"""

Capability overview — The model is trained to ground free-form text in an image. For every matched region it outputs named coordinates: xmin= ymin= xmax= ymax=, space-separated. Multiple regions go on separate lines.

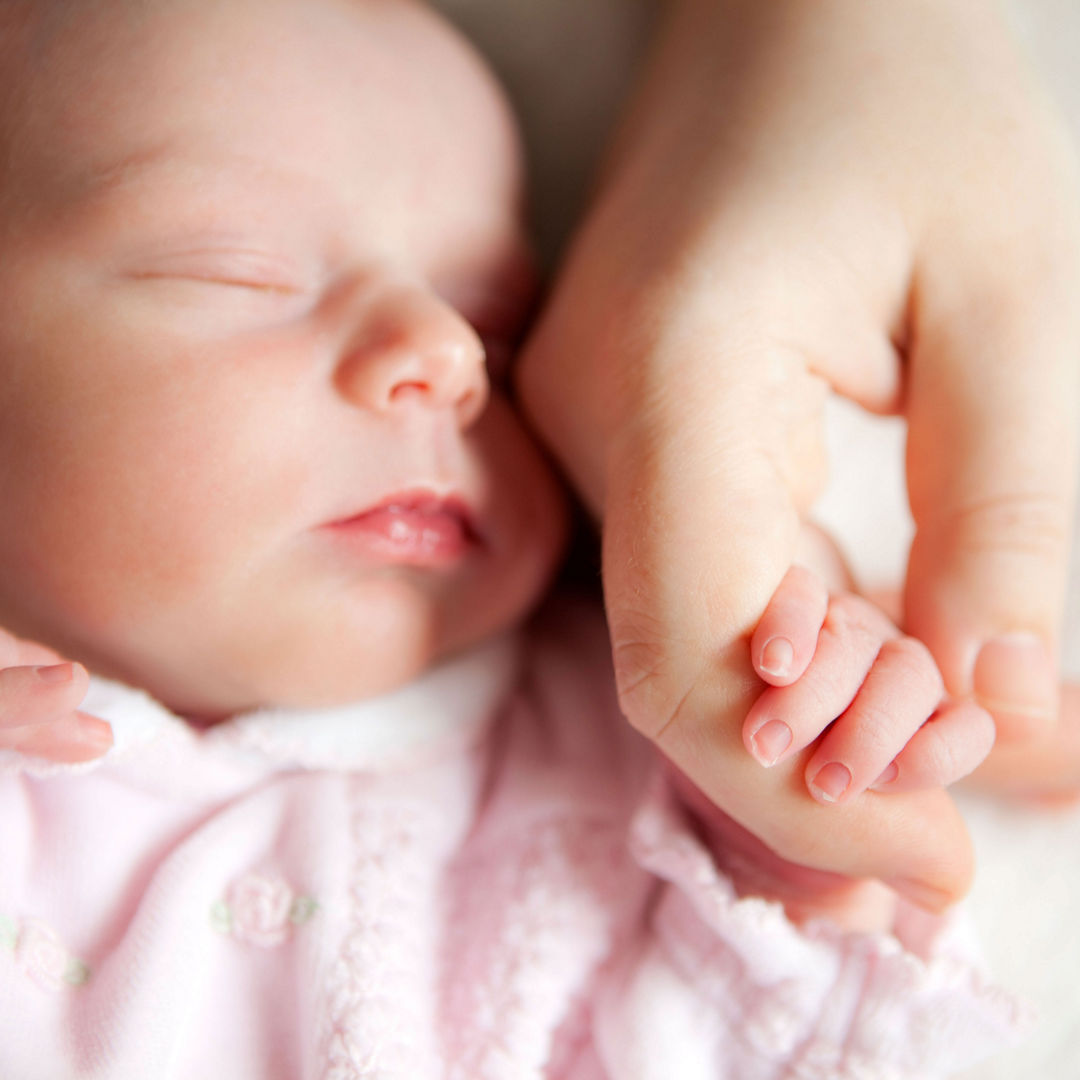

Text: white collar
xmin=67 ymin=634 xmax=521 ymax=773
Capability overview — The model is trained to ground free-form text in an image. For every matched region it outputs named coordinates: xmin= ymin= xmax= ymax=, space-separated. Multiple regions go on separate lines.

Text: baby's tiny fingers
xmin=751 ymin=566 xmax=828 ymax=686
xmin=742 ymin=596 xmax=889 ymax=768
xmin=806 ymin=637 xmax=944 ymax=802
xmin=0 ymin=663 xmax=89 ymax=730
xmin=0 ymin=713 xmax=112 ymax=765
xmin=873 ymin=701 xmax=995 ymax=792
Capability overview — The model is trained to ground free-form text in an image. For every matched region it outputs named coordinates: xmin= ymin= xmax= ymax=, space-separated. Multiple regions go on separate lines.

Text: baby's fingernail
xmin=870 ymin=761 xmax=900 ymax=788
xmin=973 ymin=634 xmax=1057 ymax=719
xmin=750 ymin=720 xmax=792 ymax=769
xmin=810 ymin=761 xmax=851 ymax=802
xmin=35 ymin=664 xmax=75 ymax=686
xmin=758 ymin=637 xmax=795 ymax=678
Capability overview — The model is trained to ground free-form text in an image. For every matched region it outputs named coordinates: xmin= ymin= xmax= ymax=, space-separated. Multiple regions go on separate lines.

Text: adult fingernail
xmin=35 ymin=663 xmax=75 ymax=686
xmin=750 ymin=720 xmax=792 ymax=769
xmin=759 ymin=637 xmax=795 ymax=678
xmin=810 ymin=761 xmax=851 ymax=802
xmin=972 ymin=634 xmax=1057 ymax=719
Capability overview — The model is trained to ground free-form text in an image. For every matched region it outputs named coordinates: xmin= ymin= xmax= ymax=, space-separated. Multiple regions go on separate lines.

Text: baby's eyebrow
xmin=79 ymin=138 xmax=336 ymax=205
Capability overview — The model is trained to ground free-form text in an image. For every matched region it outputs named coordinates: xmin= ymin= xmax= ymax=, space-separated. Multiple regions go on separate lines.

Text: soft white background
xmin=437 ymin=0 xmax=1080 ymax=1080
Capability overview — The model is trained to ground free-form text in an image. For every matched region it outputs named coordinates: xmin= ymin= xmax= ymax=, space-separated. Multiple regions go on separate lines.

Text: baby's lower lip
xmin=327 ymin=502 xmax=475 ymax=567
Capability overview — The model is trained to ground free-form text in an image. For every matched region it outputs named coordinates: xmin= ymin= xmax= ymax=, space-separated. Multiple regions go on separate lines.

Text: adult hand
xmin=519 ymin=0 xmax=1080 ymax=899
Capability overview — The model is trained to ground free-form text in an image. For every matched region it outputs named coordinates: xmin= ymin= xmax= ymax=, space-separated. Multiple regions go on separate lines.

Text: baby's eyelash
xmin=130 ymin=252 xmax=311 ymax=295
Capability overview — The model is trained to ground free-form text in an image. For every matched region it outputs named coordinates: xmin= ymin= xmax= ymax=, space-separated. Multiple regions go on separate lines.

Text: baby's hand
xmin=743 ymin=566 xmax=994 ymax=804
xmin=0 ymin=630 xmax=112 ymax=762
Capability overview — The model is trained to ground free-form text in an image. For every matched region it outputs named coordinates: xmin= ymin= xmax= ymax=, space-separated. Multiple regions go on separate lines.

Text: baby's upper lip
xmin=327 ymin=488 xmax=482 ymax=542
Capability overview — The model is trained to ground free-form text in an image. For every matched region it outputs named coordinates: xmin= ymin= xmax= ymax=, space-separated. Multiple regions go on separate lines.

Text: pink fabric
xmin=0 ymin=610 xmax=1023 ymax=1080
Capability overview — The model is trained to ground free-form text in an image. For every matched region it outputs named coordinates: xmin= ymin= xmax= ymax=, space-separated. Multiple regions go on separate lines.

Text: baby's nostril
xmin=390 ymin=380 xmax=431 ymax=401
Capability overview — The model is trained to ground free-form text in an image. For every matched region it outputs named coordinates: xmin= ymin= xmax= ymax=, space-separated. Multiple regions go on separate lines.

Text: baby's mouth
xmin=326 ymin=491 xmax=482 ymax=567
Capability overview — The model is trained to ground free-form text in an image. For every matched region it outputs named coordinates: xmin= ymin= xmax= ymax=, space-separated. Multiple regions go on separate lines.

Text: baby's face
xmin=0 ymin=0 xmax=565 ymax=716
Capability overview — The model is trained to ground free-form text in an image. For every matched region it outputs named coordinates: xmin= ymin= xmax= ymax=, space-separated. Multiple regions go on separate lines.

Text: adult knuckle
xmin=611 ymin=624 xmax=687 ymax=739
xmin=942 ymin=491 xmax=1069 ymax=559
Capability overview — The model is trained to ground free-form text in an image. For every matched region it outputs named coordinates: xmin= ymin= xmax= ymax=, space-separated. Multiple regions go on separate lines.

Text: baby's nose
xmin=335 ymin=285 xmax=488 ymax=427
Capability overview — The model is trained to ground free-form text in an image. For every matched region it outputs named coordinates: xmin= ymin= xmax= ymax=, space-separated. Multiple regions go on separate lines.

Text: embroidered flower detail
xmin=210 ymin=870 xmax=319 ymax=948
xmin=15 ymin=919 xmax=90 ymax=990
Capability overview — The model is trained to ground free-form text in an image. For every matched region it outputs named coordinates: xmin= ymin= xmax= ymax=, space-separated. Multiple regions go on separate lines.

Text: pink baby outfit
xmin=0 ymin=608 xmax=1021 ymax=1080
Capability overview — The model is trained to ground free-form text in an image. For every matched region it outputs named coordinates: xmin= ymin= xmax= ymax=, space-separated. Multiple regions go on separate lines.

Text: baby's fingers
xmin=806 ymin=637 xmax=944 ymax=802
xmin=874 ymin=701 xmax=995 ymax=792
xmin=0 ymin=663 xmax=112 ymax=762
xmin=751 ymin=566 xmax=828 ymax=686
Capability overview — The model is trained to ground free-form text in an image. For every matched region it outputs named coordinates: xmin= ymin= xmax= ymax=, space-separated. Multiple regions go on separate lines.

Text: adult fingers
xmin=905 ymin=231 xmax=1080 ymax=741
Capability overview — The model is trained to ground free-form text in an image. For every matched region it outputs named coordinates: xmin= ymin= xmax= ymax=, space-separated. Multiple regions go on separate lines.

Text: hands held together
xmin=519 ymin=0 xmax=1080 ymax=906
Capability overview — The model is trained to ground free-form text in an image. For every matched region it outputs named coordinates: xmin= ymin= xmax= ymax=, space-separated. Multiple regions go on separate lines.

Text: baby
xmin=0 ymin=0 xmax=1014 ymax=1080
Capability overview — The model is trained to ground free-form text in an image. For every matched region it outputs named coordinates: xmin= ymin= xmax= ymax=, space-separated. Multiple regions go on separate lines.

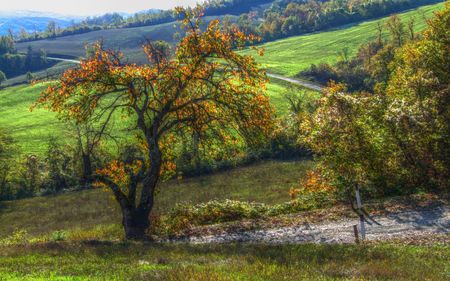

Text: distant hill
xmin=0 ymin=11 xmax=82 ymax=35
xmin=17 ymin=17 xmax=237 ymax=63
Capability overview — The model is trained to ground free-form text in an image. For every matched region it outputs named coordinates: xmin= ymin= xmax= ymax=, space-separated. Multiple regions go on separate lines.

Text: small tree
xmin=35 ymin=8 xmax=272 ymax=239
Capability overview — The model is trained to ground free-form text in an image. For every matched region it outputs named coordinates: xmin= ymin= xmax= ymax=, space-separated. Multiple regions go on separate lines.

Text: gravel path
xmin=267 ymin=73 xmax=323 ymax=92
xmin=181 ymin=207 xmax=450 ymax=244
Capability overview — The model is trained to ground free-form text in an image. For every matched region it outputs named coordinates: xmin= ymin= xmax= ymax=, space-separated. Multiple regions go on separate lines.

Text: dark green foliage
xmin=302 ymin=3 xmax=450 ymax=196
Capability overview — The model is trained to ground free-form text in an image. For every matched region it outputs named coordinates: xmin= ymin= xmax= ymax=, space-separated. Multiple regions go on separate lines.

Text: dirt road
xmin=178 ymin=206 xmax=450 ymax=244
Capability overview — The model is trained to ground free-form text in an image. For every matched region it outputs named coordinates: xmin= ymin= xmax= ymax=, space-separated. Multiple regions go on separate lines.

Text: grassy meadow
xmin=17 ymin=17 xmax=237 ymax=63
xmin=242 ymin=3 xmax=444 ymax=76
xmin=0 ymin=243 xmax=450 ymax=281
xmin=0 ymin=161 xmax=314 ymax=237
xmin=0 ymin=77 xmax=306 ymax=155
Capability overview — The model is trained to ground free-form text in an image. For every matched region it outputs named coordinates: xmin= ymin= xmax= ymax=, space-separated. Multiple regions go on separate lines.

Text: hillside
xmin=17 ymin=17 xmax=236 ymax=63
xmin=242 ymin=3 xmax=444 ymax=76
xmin=0 ymin=11 xmax=80 ymax=35
xmin=17 ymin=3 xmax=443 ymax=66
xmin=0 ymin=161 xmax=313 ymax=237
xmin=0 ymin=77 xmax=306 ymax=155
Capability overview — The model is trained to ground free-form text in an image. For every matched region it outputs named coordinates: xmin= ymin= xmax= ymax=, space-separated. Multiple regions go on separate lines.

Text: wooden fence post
xmin=356 ymin=186 xmax=366 ymax=241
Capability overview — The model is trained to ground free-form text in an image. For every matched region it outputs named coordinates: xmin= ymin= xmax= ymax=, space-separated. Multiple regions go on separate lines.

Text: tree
xmin=0 ymin=70 xmax=6 ymax=86
xmin=0 ymin=130 xmax=15 ymax=200
xmin=38 ymin=7 xmax=272 ymax=239
xmin=47 ymin=21 xmax=56 ymax=37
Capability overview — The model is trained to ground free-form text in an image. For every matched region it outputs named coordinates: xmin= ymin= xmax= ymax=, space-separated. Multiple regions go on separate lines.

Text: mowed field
xmin=17 ymin=17 xmax=236 ymax=63
xmin=0 ymin=160 xmax=314 ymax=237
xmin=0 ymin=242 xmax=450 ymax=281
xmin=0 ymin=77 xmax=306 ymax=155
xmin=242 ymin=3 xmax=444 ymax=77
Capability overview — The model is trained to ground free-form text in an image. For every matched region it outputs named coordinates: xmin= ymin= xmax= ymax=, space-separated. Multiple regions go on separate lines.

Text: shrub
xmin=154 ymin=195 xmax=334 ymax=236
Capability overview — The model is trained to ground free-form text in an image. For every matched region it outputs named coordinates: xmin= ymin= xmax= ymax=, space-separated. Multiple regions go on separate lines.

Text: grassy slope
xmin=0 ymin=161 xmax=313 ymax=237
xmin=0 ymin=244 xmax=450 ymax=281
xmin=242 ymin=3 xmax=444 ymax=76
xmin=17 ymin=17 xmax=236 ymax=62
xmin=0 ymin=77 xmax=296 ymax=155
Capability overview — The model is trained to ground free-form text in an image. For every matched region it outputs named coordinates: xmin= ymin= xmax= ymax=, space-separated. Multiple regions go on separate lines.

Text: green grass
xmin=0 ymin=243 xmax=450 ymax=281
xmin=17 ymin=17 xmax=236 ymax=63
xmin=242 ymin=3 xmax=444 ymax=76
xmin=0 ymin=85 xmax=69 ymax=154
xmin=0 ymin=161 xmax=314 ymax=237
xmin=0 ymin=77 xmax=298 ymax=155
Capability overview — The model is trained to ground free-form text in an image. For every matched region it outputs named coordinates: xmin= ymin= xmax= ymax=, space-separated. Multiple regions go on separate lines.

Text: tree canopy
xmin=38 ymin=8 xmax=272 ymax=238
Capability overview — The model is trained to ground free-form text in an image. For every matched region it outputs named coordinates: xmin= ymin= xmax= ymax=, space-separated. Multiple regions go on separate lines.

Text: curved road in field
xmin=47 ymin=57 xmax=323 ymax=92
xmin=178 ymin=206 xmax=450 ymax=244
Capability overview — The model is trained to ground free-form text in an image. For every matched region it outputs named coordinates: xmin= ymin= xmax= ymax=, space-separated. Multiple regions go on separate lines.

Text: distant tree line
xmin=14 ymin=0 xmax=273 ymax=42
xmin=298 ymin=11 xmax=428 ymax=92
xmin=238 ymin=0 xmax=442 ymax=41
xmin=14 ymin=0 xmax=442 ymax=42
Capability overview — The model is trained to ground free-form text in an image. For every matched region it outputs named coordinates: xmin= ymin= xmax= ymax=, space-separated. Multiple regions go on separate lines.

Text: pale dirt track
xmin=178 ymin=206 xmax=450 ymax=244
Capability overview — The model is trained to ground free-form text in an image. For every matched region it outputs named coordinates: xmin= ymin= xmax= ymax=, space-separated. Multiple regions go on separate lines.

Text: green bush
xmin=151 ymin=192 xmax=334 ymax=236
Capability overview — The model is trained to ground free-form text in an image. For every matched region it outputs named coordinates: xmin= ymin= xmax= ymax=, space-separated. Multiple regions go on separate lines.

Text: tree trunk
xmin=122 ymin=207 xmax=150 ymax=240
xmin=81 ymin=153 xmax=93 ymax=187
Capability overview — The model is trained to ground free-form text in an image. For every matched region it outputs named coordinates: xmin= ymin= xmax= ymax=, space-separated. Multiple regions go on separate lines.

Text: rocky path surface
xmin=181 ymin=206 xmax=450 ymax=244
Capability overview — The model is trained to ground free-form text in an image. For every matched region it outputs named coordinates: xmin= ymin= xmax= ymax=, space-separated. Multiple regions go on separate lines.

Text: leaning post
xmin=355 ymin=186 xmax=366 ymax=241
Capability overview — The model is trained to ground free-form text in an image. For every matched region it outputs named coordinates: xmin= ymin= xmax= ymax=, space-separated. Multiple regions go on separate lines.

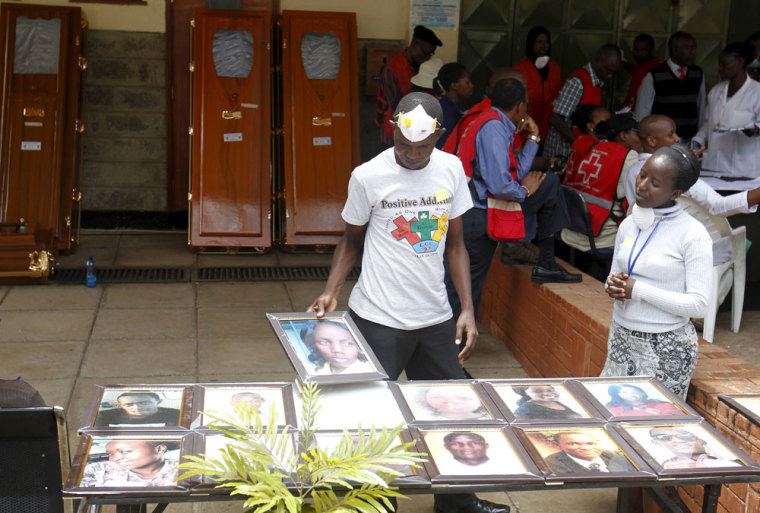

"""

> _Short problem_
Render everything from the first of the lines above down to the line containing "xmin=67 ymin=634 xmax=521 ymax=773", both included, as a JSON list of strings with one string per line. Skip blank lines and leave the pictures out.

> _The result_
[
  "Capability overview — The model is trained to ground free-form text in an image. For every matched region it outputs named coordinates: xmin= ymin= xmax= ymax=, space-separated. Multiple regions go on separate lines.",
  "Text: white collar",
  "xmin=67 ymin=634 xmax=521 ymax=773"
]